- Verifica la comprensione:
1 – Rispondi alle domande sul testo dedicato a padre Reynolds:
(a) In quale contea irlandese era prete Reynolds?
(b) Con quale titolo era stata presentata la trasmissione di Rte che si è occupata di lui?
(c) In quale anno, secondo Veneranda, sarebbe avvenuta la violenza?
2 – Traduci in inglese questa frase del testo su padre Reynolds: "Qui ha intervistato una donna di nome Veneranda che ha dichiarato che Reynolds l'aveva violentata nel 1982."
3 – Prosegui il testo su padre Reynolds a partire dall'ultima frase riportata.

- Testo della pagina:
☆ ☆ ☆

Dopo Geoghan è arrivato padre Kevin Reynolds.
Prete nella contea di
Galway, nell’ovest dell’Irlanda, è divenuto anche lui il simbolo dei
fallimenti della chiesa nel suo paese, l’esempio a cui guardare quando
si vuole parlare della piaga della pedofilia nel clero, una piaga sulla
carta enorme se si pensa che è soltanto ai fedeli irlandesi, e non a
quelli di altre chiese, che Benedetto XVI ha dovuto scrivere una lettera
sostanzialmente di scuse e penitenza.
Ma la domanda che oggi molti si fanno è una: Papa
Ratzinger avrebbe scritto ugualmente la sua lettera se avesse saputo la
verità su Reynolds? Probabilmente sì. Seppure le ultime notizie relative
al prete di Galway insegnano quanta superficialità (o peggio) vi possa
essere nei media quando decidono di impiccare sulla pubblica piazza un
prete per il supposto crimine di pedofilia. La notizia di queste ore,
infatti, è clamorosa: Reynolds, il “Geoghan europeo” come lo chiama John
Allen in un suo lungo reportage, è innocente. Non ha mai abusato di
bambini. Non è un pedofilo. Sessantacinque anni, parroco irlandese che
aveva trascorso parte della vita come missionario in Kenya, Reynolds da
diversi mesi è diventato suo malgrado una “star” della televisione
nazionale irlandese Rte. Una trasmissione provocatoriamente intitolata
“In missione per predare” l’ha messo nel mirino: Reynolds, come altri
preti irlandesi, è partito per la missione per “predare” minorenni e non
per “pregare” con loro. Una giornalista di Rte è addirittura partita
per il Kenya. Qui ha intervistato una donna di nome Veneranda che ha
dichiarato che Reynolds l’aveva violentata nel 1982. A seguito di quella
violenza la donna era rimasta incinta. Sheila, la figlia quattordicenne
di Veneranda, è cresciuta senza suo padre, appunto Reynolds. Veneranda
ha anche dichiarato che, prima dell’arrivo di Rte in Kenya, Reynolds
l’ha contattata offrendo soldi in cambio del suo silenzio.

☆ ☆ ☆

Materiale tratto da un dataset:
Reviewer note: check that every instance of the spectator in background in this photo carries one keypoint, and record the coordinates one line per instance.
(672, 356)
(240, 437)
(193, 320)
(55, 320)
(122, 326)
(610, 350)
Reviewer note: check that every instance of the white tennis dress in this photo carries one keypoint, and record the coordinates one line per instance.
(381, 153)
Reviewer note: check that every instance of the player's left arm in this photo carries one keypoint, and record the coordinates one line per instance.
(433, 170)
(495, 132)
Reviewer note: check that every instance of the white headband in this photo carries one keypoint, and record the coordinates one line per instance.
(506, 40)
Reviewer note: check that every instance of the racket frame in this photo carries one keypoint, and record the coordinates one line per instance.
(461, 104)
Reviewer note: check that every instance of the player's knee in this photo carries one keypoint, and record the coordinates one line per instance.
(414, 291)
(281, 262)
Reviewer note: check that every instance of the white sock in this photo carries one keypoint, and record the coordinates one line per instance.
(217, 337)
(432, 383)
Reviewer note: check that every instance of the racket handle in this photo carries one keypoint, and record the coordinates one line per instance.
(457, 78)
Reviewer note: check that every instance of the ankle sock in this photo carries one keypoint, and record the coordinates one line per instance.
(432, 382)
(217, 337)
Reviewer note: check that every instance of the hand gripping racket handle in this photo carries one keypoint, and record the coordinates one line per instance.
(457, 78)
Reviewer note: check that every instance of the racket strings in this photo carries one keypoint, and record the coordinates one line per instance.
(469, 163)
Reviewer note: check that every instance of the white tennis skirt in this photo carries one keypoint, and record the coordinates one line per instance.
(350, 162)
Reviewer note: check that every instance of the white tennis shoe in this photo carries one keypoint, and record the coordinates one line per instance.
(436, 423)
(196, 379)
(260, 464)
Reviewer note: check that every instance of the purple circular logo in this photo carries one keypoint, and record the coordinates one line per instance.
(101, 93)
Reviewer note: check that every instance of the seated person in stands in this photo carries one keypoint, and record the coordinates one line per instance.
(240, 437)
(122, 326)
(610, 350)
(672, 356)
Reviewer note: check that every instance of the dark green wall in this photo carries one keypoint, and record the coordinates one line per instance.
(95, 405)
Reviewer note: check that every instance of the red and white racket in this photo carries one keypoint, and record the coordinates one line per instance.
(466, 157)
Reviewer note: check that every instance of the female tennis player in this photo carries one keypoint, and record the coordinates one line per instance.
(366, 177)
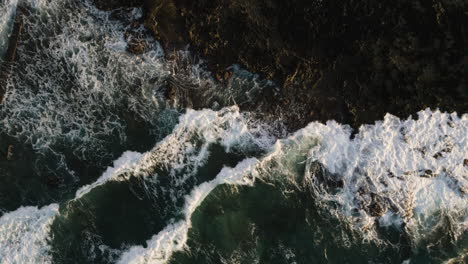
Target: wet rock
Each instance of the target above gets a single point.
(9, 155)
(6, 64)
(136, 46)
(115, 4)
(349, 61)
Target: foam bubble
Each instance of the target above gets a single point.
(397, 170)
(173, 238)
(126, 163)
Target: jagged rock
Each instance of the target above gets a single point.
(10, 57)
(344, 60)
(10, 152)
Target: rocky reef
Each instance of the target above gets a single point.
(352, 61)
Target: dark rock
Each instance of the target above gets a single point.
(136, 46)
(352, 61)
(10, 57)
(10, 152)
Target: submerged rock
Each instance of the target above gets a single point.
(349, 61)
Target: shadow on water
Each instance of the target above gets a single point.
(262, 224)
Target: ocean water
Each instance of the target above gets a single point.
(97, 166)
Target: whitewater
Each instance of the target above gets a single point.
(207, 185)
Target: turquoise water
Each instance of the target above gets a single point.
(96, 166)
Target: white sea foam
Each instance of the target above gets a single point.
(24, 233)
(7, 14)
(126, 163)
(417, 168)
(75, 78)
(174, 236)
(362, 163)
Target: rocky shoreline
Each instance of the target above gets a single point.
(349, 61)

☆ ☆ ☆

- Risposte:
1 –
(a) Nella contea di Galway.
(b) "In missione per predare".
(c) Nel 1982.

2 – There she interviewed a woman named Veneranda, who stated that Reynolds had raped her in 1982.

3 –
Forte di queste accuse, Rte è andata fuori dalla
parrocchia di Galway di Reynolds il giorno in cui questi stava
somministrando la prima Comunione a dei bambini: “Ecco” ha dichiarato
una voce fuori campo “il prete pedofilo e stupratore libero di dare la
prima Comunione a dei bambini”.
Reynolds ha però reagito. Ha dichiarato alla stampa
di essere innocente, di non aver mai abusato di minori e che, per
dimostrare la sua non colpevolezza, si sarebbe sottoposto al test di
paternità. Rte non gli ha creduto e, in attesa dei risultati, ha
continuato a infangarlo. Intanto anche la chiesa si adeguava alle
accuse. E in linea coi nuovi protocolli rimuoveva immediatamente
Reynolds dai suoi incarichi. Dopo qualche giorno due test del Dna
effettuati da due società diverse scagionavano del tutto il prete
irlandese stabilendo che non è Reynolds il padre del bambino. E’ stato
il direttore di Rte Noel Curran, prima di dimettersi, a dettare un
comunicato di scuse che recita così: “Rte comunica senza riserve che le
affermazioni fatte contro padre Kevin Reynolds sono senza qualsivoglia
fondamento e false, e che padre Reynolds è un sacerdote della massima
integrità, il cui servizio senza macchia reso alla chiesa per
quarant’anni ha dato un valido contributo alla società in Kenya e in
Irlanda sia nel campo dell’istruzione sia nel campo della pastorale”. Ha
detto ancora Curran: “Questo è stato uno degli errori editoriali più
gravi che io abbia mai fatto”.
La vicenda ha creato qualche imbarazzo anche nelle
gerarchie irlandesi. L’arcivescovo Diarmuid Martin di Dublino, che più
di altri ha accusato i vescovi locali e anche la curia romana di non
aver fatto abbastanza per arginare il problema della pedofilia, ha detto
che nonostante tutto a suo avviso i media irlandesi non hanno
pregiudizi nei confronti della chiesa.